What lines of the data below hold the string "fork"? Copy each one.

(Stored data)
========================
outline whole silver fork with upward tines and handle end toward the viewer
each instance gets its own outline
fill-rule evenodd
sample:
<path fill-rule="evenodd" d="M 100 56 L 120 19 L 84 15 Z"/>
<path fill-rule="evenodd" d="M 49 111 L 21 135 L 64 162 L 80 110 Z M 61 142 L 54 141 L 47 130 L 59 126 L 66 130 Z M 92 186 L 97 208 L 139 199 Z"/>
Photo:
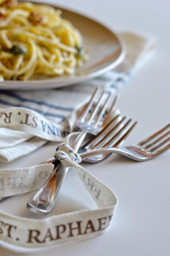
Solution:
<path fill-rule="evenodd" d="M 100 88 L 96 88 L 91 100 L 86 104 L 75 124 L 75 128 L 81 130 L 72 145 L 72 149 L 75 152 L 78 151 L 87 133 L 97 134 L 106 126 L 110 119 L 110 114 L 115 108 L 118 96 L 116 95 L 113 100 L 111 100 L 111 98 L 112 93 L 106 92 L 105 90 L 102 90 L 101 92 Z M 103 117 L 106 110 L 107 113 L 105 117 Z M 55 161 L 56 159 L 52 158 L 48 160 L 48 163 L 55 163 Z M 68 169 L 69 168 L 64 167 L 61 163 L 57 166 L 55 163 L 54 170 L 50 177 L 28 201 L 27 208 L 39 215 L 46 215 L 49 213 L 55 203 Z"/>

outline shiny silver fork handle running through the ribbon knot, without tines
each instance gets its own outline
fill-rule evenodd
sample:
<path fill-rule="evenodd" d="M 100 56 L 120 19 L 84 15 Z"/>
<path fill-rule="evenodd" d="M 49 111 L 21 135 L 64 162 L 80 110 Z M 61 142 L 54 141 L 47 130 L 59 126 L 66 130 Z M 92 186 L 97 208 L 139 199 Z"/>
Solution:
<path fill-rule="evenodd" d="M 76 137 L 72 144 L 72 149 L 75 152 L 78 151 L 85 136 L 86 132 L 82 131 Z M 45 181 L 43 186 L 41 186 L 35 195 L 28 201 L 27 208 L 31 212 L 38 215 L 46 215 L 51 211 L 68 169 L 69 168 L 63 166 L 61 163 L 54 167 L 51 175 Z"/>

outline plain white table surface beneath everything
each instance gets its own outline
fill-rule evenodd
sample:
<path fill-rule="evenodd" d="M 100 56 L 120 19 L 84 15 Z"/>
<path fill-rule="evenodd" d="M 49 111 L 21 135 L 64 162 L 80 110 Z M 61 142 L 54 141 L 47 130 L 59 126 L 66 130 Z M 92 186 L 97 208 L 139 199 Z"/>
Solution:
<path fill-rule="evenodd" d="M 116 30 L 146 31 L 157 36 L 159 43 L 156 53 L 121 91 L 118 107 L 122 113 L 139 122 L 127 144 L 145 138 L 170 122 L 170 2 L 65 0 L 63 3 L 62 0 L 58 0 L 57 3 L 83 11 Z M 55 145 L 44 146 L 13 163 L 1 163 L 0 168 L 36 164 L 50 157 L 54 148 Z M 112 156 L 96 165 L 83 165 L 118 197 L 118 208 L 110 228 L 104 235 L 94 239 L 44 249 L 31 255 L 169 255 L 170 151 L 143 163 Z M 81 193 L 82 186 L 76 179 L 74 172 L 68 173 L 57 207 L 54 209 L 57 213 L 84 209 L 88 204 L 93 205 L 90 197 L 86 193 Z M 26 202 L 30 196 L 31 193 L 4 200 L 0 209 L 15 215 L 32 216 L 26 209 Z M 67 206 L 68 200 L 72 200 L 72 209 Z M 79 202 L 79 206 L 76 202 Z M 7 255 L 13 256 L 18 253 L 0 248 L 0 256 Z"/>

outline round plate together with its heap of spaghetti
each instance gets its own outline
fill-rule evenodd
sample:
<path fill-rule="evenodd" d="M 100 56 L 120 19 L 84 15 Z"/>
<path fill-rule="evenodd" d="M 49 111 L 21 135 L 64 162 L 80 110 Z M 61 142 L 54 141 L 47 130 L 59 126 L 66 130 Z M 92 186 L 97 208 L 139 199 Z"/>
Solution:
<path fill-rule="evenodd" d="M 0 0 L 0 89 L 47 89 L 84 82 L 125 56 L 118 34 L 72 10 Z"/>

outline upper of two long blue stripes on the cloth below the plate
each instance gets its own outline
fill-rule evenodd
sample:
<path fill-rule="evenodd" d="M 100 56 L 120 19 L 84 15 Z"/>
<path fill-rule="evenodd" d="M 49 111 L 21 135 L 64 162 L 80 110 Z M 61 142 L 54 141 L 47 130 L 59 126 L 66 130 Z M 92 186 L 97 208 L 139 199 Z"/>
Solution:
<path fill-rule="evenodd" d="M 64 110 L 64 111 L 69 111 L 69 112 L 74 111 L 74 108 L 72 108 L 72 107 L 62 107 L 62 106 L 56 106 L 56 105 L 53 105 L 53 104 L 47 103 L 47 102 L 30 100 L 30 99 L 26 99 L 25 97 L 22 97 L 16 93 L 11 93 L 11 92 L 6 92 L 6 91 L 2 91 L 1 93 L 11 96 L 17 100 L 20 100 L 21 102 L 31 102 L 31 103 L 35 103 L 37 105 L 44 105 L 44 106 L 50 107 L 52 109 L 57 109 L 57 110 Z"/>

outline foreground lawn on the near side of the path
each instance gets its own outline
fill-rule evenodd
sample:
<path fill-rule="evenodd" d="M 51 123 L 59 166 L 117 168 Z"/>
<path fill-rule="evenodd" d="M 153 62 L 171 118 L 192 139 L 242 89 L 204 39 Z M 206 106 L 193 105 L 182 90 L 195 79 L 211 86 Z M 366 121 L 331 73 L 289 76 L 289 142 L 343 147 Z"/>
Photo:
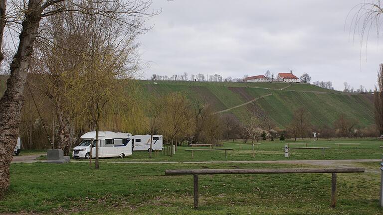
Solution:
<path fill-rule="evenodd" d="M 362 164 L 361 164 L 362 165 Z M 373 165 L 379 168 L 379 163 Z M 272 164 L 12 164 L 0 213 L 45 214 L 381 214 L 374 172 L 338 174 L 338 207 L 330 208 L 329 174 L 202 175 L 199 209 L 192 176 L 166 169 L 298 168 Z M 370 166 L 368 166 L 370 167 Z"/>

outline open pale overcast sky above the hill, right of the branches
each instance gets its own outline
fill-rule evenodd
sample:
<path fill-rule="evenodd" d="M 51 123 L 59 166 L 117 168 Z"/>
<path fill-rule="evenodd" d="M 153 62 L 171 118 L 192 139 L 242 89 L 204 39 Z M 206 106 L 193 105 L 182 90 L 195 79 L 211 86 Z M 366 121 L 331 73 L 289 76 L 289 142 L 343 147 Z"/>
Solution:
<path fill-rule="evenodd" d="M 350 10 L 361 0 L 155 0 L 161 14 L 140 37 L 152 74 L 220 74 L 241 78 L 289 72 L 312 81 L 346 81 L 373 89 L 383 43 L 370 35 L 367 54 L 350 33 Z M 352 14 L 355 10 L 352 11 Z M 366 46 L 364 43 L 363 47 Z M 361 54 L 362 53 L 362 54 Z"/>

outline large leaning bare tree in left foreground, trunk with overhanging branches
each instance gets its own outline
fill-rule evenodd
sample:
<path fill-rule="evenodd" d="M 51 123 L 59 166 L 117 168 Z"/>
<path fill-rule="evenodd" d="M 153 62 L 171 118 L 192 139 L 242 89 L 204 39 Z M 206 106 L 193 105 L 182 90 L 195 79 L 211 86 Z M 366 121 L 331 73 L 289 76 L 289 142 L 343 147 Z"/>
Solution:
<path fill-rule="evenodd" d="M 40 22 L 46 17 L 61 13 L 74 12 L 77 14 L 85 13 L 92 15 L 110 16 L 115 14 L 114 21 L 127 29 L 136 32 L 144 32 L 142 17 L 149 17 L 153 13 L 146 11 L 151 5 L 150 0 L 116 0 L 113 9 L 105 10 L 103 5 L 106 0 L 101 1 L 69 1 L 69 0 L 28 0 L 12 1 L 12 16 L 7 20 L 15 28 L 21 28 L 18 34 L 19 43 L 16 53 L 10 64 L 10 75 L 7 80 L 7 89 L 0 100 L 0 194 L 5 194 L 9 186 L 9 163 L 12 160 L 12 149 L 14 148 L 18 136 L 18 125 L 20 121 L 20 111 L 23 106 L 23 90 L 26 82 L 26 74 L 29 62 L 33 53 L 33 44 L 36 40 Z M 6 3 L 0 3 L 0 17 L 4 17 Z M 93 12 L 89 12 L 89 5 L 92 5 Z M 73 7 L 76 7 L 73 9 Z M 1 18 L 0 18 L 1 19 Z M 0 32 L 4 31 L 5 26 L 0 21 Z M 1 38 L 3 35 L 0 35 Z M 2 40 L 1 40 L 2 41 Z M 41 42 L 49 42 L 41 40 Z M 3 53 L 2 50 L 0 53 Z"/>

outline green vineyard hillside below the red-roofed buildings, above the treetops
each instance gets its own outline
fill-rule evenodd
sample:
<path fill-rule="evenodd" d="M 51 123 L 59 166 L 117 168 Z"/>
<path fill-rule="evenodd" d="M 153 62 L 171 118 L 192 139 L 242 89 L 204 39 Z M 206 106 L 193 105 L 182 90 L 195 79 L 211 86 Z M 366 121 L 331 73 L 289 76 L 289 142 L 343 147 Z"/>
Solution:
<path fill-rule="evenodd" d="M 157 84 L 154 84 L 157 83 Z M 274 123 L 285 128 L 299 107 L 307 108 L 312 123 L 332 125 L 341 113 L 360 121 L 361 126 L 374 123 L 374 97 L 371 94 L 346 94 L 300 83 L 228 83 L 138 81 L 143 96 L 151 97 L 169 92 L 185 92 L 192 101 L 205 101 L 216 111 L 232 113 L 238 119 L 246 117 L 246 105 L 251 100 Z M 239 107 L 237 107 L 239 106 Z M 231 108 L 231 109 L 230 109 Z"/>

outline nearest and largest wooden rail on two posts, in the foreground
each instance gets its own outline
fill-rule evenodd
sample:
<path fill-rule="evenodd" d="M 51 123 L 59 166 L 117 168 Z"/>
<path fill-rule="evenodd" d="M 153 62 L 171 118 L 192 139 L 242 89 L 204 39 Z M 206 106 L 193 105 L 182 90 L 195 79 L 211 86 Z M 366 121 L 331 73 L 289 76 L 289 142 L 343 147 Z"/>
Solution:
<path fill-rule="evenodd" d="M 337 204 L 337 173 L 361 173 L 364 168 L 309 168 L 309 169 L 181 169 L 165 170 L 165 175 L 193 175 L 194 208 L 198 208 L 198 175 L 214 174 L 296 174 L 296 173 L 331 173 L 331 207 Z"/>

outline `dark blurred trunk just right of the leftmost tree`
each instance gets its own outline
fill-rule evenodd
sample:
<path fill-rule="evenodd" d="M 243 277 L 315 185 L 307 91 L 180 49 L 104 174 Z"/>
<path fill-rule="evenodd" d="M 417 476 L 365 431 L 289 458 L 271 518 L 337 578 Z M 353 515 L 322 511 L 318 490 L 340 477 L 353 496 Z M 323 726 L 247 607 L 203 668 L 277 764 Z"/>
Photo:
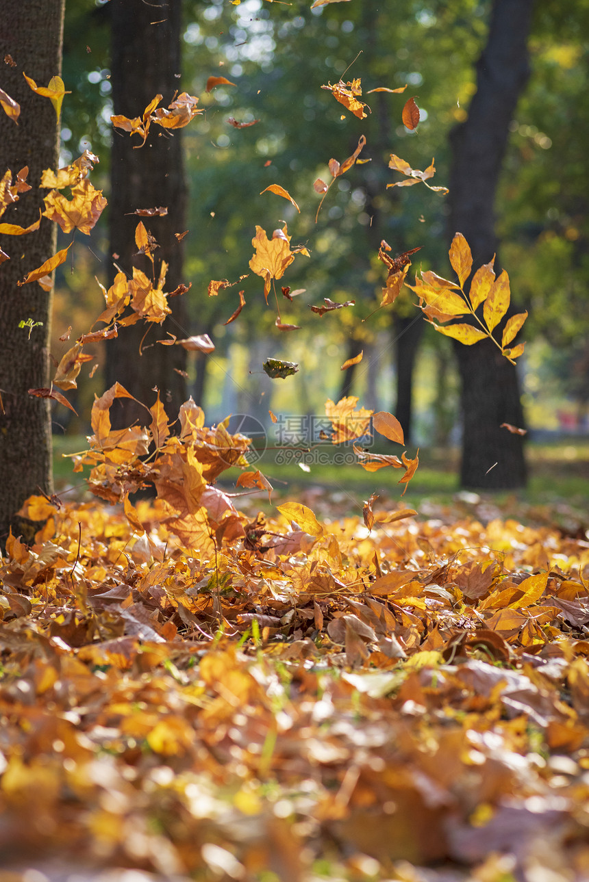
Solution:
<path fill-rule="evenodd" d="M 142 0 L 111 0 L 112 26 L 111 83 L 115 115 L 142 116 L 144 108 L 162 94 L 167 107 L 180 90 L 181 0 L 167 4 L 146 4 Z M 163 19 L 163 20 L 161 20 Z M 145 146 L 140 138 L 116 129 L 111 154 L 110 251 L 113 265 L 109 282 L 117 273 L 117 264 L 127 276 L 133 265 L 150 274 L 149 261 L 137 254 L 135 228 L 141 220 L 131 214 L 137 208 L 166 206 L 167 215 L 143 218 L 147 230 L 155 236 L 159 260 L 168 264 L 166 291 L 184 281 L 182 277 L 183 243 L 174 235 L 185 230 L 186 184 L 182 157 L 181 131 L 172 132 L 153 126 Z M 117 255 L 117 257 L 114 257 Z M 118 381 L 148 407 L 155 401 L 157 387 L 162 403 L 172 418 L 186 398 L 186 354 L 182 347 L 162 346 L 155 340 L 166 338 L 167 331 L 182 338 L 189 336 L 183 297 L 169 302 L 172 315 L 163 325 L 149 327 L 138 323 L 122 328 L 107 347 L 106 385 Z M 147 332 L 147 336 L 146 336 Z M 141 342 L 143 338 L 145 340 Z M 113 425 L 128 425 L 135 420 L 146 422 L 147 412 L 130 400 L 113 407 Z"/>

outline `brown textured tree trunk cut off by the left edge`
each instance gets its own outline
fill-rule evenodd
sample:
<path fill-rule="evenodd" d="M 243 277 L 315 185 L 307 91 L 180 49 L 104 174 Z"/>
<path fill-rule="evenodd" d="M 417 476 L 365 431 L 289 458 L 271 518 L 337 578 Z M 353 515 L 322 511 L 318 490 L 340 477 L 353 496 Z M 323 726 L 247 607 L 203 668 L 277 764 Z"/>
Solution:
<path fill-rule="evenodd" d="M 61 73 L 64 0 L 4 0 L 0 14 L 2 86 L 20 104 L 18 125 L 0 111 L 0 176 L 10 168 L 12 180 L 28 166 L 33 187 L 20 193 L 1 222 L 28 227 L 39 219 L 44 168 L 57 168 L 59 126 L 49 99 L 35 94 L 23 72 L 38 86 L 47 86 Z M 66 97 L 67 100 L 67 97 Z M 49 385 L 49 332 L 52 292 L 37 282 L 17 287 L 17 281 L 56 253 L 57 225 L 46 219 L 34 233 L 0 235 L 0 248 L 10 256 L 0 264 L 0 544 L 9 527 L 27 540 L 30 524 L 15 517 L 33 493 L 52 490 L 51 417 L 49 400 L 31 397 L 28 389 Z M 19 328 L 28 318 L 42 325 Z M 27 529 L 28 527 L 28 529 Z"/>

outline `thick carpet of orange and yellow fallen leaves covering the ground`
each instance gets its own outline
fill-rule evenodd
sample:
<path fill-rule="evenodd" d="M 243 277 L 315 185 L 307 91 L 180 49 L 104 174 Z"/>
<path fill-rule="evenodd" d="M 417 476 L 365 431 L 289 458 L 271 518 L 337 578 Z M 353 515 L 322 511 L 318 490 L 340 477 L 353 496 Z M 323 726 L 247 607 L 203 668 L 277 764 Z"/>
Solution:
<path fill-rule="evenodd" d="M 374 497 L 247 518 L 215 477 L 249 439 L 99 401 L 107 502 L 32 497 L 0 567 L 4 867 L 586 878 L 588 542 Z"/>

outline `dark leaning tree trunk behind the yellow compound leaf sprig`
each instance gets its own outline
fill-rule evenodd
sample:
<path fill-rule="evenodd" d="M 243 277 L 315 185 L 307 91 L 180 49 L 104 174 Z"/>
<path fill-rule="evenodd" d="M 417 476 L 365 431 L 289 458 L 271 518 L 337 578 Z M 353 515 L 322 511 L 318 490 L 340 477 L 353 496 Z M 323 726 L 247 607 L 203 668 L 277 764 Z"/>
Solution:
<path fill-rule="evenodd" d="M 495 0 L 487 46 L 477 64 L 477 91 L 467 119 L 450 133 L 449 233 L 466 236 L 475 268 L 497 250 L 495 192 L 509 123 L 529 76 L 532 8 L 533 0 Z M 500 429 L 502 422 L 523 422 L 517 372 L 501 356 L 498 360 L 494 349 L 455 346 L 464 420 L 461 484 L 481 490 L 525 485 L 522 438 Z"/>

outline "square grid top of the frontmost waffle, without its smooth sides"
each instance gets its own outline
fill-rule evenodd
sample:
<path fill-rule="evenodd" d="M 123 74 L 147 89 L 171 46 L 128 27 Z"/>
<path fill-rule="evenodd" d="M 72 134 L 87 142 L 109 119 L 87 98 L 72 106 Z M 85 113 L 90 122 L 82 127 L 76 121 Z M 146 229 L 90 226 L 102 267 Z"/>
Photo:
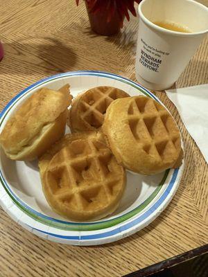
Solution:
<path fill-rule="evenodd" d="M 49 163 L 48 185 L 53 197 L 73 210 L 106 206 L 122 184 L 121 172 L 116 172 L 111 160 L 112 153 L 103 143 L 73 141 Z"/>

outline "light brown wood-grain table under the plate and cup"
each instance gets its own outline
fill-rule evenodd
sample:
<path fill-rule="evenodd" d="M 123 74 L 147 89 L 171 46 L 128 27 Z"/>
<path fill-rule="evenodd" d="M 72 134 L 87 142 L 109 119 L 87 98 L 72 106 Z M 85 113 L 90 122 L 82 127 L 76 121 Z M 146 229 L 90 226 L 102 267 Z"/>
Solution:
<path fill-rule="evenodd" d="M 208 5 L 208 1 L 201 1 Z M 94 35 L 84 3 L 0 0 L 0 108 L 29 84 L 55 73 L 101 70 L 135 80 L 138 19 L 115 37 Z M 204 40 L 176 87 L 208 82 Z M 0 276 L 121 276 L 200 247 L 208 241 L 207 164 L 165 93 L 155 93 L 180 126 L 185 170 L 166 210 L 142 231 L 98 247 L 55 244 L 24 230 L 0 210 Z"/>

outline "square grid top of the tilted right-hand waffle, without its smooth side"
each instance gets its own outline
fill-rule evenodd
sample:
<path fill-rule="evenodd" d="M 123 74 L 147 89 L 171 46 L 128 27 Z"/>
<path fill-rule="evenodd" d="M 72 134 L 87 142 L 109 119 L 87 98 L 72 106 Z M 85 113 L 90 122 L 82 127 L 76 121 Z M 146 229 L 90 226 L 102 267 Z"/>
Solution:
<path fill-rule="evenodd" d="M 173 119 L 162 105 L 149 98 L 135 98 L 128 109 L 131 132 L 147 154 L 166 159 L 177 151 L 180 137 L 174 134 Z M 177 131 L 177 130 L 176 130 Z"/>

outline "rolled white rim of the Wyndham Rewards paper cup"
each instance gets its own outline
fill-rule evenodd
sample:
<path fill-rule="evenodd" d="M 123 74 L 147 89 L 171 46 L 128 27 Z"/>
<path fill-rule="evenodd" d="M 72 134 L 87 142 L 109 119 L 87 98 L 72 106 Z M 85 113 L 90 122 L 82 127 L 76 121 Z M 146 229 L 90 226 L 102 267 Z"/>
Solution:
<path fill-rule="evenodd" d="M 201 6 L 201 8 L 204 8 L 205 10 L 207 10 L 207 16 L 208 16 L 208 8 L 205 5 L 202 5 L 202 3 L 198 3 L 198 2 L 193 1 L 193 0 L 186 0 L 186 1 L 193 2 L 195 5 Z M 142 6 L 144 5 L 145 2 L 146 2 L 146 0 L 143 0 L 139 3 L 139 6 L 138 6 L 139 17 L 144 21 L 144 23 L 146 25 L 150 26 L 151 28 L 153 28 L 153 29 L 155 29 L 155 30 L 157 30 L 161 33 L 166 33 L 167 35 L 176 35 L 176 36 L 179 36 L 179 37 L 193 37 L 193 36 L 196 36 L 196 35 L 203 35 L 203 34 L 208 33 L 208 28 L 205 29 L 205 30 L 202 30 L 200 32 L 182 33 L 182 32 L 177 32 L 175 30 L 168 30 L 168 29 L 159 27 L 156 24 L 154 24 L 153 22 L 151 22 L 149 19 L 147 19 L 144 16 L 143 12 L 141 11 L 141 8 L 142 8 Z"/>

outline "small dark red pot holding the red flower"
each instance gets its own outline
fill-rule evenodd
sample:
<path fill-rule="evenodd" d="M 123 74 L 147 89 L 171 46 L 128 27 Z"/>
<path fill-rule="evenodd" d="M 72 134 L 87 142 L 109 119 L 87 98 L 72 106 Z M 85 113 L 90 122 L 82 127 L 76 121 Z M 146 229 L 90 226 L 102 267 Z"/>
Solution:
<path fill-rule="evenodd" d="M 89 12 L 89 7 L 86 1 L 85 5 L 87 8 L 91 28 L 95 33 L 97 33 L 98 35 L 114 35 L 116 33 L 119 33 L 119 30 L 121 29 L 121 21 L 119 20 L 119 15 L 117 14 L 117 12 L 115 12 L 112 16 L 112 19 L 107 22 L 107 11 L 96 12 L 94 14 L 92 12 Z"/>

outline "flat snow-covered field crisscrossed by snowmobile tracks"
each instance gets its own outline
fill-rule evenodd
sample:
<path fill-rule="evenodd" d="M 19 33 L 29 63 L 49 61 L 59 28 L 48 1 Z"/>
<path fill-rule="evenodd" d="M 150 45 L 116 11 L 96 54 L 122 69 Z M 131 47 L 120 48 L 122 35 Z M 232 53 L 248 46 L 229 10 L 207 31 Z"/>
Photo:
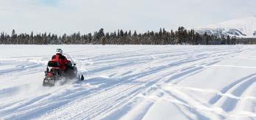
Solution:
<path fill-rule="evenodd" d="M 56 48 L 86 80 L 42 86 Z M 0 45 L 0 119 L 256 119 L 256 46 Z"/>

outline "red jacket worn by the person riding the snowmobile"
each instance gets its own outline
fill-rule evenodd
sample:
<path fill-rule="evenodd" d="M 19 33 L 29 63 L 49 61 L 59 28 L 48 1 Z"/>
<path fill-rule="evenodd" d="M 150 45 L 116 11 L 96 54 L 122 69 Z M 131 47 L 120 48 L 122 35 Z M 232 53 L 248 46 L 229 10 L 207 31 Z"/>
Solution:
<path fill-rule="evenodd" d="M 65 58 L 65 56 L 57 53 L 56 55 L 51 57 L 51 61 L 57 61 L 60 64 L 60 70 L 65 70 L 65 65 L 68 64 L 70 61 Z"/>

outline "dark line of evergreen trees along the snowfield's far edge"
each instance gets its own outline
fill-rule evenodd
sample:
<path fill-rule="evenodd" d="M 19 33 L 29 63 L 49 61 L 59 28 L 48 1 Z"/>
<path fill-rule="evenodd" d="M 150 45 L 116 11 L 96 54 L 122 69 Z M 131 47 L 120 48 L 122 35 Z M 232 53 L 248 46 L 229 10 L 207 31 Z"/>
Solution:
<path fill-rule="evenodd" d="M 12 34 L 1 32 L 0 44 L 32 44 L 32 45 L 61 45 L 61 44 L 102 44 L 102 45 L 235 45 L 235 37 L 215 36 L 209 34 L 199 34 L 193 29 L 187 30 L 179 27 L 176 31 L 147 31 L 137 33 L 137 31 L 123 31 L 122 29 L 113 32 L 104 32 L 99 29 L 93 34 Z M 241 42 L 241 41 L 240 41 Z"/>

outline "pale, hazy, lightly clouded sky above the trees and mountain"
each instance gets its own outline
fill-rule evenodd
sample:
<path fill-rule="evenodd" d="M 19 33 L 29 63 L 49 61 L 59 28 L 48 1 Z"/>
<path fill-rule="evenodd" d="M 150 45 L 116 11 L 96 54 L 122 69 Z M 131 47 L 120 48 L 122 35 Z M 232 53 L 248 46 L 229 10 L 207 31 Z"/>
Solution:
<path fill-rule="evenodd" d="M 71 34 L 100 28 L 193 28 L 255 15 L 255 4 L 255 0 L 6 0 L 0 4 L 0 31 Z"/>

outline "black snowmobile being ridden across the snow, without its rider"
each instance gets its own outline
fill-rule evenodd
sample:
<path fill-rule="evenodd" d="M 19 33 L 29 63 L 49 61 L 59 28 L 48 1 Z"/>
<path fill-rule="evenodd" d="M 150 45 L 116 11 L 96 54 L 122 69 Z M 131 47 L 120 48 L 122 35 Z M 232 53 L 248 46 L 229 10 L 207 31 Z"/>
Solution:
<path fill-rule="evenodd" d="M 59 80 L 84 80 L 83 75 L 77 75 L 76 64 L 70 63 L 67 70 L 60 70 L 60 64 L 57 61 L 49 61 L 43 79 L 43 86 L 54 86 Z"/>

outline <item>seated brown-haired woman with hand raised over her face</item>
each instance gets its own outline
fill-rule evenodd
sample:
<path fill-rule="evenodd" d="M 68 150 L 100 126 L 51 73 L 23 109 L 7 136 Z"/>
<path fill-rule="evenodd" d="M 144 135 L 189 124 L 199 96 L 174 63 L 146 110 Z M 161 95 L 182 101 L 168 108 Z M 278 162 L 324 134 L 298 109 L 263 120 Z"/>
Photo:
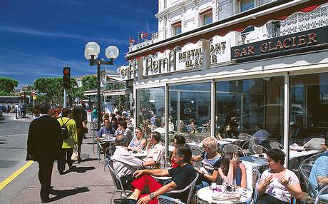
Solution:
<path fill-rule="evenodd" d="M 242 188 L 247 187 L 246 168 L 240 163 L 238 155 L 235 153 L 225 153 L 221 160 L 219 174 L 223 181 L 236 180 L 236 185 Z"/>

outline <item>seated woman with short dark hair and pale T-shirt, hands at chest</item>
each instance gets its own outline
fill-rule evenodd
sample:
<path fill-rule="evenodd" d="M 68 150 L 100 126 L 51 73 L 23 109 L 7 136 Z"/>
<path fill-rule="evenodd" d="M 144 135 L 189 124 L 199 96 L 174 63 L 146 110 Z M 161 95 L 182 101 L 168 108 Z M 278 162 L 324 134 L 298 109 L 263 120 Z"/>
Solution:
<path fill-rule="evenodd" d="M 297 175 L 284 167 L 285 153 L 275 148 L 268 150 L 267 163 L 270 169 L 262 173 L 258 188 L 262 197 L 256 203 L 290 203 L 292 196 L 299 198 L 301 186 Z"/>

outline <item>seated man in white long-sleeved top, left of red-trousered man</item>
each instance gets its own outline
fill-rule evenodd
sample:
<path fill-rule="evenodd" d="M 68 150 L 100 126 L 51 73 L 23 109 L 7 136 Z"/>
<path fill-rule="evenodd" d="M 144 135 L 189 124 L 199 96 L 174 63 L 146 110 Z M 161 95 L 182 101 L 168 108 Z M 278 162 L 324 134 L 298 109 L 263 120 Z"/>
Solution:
========================
● FINISHED TASK
outline whole silver fork with upward tines and handle end toward the viewer
outline shiny silver fork handle running through the ribbon knot, without tines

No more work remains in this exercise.